TASK BRIEF ▸ Copy out only the records starting with the line containing "Accessibility tool request: describe where the deciduous" and continuing through the line containing "xmin=317 ymin=133 xmax=405 ymax=255", requests included. Shift every bounding-box coordinate in the answers up by 139, leaving the numbers in the requests and their format samples unchanged.

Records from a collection
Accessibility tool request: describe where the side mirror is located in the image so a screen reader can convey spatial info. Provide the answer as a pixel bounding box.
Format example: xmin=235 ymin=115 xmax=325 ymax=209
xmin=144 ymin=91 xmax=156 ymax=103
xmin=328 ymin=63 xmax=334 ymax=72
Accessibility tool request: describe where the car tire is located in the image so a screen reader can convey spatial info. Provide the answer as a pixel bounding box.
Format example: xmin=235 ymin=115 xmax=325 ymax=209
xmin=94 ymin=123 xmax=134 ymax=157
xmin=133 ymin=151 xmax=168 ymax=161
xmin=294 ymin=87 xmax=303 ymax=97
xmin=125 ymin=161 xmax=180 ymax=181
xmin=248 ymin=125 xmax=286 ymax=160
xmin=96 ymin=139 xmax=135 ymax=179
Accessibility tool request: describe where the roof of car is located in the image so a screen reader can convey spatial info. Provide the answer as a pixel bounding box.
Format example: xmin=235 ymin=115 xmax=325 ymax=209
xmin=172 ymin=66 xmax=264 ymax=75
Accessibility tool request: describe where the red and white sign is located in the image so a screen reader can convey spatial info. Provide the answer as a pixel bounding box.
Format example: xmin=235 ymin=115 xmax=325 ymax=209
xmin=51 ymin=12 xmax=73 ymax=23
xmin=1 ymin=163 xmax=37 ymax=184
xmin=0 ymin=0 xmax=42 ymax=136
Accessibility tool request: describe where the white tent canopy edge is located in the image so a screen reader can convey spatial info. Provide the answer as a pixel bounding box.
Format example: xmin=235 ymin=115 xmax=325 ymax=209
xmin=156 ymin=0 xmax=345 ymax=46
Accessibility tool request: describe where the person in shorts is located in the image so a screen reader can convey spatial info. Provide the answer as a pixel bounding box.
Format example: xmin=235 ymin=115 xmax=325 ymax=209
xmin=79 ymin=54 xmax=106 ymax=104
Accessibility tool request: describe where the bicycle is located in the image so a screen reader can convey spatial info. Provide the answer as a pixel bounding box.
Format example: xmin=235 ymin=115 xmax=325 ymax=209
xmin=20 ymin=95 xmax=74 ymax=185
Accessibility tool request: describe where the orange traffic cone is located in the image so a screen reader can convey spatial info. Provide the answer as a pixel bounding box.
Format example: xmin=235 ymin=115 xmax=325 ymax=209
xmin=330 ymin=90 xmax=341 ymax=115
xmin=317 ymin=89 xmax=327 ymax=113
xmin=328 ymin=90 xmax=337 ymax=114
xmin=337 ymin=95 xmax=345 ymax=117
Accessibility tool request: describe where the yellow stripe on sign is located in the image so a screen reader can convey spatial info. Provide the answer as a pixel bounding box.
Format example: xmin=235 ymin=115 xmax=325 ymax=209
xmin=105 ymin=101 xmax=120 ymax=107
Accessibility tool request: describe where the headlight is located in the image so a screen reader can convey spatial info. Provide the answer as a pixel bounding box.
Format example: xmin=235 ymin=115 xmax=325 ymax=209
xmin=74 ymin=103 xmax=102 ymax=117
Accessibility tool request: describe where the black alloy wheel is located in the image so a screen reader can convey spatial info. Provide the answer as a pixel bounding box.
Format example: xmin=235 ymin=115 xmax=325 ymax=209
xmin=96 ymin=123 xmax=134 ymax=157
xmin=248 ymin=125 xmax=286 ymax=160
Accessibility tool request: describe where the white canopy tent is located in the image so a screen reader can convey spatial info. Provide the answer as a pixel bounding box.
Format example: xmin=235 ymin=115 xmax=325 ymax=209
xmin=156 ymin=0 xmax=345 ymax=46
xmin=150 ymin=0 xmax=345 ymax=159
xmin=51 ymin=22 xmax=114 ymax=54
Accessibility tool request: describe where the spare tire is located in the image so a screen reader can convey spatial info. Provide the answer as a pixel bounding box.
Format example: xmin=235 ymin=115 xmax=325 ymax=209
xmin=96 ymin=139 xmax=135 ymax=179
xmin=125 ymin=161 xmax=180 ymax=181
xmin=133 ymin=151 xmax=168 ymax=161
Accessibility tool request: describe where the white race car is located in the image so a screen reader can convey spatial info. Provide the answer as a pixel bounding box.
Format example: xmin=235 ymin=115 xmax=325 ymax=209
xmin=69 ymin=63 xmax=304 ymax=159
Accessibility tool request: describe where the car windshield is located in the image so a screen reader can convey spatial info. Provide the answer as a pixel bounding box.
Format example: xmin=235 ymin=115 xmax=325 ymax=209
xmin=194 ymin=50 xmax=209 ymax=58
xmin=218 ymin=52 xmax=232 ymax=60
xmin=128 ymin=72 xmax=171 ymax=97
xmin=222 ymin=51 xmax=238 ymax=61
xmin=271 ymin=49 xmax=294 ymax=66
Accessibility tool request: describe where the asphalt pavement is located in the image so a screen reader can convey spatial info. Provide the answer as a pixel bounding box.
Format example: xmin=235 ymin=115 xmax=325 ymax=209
...
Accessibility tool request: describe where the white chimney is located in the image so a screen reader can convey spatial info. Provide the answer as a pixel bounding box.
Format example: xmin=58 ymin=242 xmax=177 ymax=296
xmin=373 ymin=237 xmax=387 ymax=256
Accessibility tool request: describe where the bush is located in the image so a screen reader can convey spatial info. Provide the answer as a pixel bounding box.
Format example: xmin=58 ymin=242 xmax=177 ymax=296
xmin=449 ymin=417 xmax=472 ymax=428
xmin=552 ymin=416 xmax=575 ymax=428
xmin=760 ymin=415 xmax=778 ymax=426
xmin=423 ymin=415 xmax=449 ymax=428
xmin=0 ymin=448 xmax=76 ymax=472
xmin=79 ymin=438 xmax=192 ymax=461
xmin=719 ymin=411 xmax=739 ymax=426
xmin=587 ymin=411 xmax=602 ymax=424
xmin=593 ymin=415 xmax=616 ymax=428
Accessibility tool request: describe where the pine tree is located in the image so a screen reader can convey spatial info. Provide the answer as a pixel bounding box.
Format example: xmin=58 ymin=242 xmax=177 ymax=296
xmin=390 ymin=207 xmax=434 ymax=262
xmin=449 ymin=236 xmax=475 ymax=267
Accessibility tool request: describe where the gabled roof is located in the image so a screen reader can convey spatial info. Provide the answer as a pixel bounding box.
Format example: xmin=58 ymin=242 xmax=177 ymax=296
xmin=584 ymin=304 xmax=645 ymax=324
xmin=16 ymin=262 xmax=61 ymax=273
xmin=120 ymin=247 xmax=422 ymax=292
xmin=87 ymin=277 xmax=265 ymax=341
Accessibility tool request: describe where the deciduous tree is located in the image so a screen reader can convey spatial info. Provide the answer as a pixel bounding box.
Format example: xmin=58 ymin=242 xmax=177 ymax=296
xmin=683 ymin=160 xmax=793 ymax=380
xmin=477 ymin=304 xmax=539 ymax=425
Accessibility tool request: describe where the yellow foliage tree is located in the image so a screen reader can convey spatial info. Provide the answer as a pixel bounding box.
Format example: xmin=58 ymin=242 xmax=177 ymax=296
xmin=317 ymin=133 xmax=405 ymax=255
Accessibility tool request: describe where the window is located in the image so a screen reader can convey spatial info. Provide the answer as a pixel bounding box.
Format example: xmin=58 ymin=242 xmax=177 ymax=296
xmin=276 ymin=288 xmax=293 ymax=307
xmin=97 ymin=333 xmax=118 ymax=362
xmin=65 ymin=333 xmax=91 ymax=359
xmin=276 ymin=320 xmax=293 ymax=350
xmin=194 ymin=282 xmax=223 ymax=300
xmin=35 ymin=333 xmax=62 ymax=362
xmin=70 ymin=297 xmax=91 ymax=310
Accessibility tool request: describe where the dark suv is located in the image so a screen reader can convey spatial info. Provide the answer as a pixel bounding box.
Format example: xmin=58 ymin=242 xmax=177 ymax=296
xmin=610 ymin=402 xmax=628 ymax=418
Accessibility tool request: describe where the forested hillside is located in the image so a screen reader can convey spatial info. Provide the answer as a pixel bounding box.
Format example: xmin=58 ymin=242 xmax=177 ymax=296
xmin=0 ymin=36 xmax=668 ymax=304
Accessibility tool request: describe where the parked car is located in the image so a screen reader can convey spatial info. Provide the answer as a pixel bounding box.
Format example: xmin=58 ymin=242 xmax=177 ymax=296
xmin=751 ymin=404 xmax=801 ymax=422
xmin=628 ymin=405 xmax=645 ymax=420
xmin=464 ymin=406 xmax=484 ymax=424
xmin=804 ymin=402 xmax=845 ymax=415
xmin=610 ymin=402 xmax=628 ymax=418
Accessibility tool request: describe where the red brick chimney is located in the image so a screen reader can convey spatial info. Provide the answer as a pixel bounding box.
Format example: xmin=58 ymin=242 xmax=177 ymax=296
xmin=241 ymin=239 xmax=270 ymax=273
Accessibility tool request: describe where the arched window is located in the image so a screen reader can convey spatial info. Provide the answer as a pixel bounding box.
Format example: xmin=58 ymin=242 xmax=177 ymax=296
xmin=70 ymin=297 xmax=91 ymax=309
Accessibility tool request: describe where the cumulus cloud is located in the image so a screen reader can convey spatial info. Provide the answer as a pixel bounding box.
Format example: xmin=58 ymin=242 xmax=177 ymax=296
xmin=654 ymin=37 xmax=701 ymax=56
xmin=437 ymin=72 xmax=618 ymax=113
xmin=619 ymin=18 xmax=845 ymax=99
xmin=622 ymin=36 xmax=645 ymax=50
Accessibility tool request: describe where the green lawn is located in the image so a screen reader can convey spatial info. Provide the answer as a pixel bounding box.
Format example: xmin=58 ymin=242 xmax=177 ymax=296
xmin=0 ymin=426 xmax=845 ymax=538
...
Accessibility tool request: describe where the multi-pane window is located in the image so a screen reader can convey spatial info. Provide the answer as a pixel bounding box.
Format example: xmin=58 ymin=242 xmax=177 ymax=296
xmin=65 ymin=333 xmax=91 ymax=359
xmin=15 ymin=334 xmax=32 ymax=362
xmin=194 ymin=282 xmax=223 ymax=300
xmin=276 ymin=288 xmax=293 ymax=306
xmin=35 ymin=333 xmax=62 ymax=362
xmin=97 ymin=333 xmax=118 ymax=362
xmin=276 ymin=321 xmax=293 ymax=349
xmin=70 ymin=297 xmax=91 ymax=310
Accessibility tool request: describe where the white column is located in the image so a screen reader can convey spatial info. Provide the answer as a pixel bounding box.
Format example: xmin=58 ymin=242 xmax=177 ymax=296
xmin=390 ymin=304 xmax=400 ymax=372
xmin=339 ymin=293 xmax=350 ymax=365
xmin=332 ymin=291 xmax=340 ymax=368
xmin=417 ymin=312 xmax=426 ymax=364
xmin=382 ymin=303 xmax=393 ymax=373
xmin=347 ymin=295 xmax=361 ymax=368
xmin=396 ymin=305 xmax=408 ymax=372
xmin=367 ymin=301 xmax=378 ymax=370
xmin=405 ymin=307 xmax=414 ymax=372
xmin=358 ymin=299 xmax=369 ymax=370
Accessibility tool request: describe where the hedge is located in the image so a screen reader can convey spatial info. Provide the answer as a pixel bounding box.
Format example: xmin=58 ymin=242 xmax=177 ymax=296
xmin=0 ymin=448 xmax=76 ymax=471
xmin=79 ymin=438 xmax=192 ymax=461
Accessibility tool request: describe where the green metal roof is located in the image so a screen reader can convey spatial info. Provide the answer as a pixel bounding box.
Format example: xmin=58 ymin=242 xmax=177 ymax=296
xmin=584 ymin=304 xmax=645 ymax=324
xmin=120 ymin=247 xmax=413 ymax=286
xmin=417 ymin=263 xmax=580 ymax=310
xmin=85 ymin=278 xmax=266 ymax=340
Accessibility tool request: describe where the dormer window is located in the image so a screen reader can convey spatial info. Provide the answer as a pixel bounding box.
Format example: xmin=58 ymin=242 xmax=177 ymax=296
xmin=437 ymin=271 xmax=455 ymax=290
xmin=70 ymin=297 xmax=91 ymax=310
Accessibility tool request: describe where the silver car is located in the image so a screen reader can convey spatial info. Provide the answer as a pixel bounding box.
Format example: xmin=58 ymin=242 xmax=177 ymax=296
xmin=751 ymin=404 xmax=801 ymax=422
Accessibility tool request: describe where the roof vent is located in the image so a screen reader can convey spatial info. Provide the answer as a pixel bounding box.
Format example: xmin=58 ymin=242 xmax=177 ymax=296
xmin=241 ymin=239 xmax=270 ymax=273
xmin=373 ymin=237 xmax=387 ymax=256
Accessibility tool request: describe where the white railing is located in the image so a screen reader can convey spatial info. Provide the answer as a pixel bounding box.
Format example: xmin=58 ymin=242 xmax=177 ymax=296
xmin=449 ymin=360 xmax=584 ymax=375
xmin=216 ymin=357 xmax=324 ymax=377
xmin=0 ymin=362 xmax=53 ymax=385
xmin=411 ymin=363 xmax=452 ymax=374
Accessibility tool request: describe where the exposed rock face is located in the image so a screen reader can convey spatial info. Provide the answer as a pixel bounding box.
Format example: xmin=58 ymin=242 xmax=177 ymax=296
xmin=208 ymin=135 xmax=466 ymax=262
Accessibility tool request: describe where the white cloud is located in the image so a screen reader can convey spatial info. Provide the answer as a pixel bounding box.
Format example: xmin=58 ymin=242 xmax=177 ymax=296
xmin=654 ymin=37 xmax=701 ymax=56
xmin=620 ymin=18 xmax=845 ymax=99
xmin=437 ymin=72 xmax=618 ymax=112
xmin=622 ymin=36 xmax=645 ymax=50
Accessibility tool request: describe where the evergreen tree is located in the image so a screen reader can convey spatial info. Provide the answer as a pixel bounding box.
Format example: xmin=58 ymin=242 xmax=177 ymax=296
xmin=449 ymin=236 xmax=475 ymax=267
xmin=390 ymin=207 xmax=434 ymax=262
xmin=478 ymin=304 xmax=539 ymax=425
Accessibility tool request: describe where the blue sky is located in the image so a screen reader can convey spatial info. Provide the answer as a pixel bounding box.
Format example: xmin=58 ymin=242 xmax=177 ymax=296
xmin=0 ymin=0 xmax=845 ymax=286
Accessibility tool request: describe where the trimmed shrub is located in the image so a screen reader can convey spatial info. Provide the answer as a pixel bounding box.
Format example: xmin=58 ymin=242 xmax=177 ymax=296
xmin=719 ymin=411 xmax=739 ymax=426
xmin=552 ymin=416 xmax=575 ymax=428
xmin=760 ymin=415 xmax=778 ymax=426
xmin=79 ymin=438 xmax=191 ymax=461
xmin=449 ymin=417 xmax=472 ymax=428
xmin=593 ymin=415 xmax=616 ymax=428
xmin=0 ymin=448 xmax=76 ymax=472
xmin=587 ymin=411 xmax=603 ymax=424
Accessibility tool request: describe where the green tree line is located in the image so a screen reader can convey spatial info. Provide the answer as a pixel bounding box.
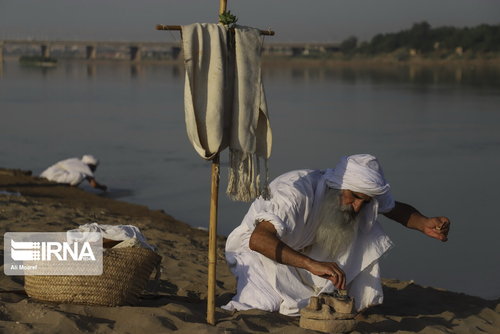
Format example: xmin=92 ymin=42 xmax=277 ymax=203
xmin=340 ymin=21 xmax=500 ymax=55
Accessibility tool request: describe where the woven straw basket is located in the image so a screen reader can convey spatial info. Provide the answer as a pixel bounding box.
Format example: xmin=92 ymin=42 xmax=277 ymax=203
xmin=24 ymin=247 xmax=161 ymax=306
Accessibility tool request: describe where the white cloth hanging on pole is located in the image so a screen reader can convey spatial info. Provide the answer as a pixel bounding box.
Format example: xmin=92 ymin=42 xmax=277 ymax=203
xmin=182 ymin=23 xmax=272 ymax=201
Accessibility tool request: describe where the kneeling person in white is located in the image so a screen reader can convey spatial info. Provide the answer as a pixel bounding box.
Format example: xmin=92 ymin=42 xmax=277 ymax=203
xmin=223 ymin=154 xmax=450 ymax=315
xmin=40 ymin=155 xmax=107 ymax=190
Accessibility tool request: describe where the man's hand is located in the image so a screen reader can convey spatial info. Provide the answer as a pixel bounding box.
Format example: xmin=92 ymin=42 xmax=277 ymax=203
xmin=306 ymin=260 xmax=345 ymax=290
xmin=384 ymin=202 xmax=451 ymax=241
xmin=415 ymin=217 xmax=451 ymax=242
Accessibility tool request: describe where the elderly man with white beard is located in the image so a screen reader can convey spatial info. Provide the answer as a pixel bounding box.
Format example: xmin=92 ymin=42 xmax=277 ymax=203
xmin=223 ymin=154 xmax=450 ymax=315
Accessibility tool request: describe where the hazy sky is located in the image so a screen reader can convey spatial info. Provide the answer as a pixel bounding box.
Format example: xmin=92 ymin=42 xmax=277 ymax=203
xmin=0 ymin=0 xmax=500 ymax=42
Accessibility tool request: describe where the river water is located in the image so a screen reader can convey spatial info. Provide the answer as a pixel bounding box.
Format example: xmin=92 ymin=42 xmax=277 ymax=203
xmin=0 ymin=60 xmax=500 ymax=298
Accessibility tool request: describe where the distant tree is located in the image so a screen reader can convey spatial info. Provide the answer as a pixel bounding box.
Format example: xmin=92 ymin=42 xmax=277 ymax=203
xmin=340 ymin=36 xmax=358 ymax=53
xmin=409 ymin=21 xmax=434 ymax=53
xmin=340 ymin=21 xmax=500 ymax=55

TASK ANSWER ▸
Accessibility tool request: describe where the deciduous tree is located in the image so a screen reader can convey spatial info. Provide the answer as a pixel bounding box.
Format example: xmin=58 ymin=242 xmax=177 ymax=296
xmin=822 ymin=299 xmax=932 ymax=519
xmin=616 ymin=443 xmax=678 ymax=564
Accessibility tool request: describe where the yellow foliage tree is located in the image so a screen reader can convey spatial info. Provide the answer as a pixel bounding box.
Format example: xmin=58 ymin=242 xmax=177 ymax=296
xmin=456 ymin=272 xmax=544 ymax=394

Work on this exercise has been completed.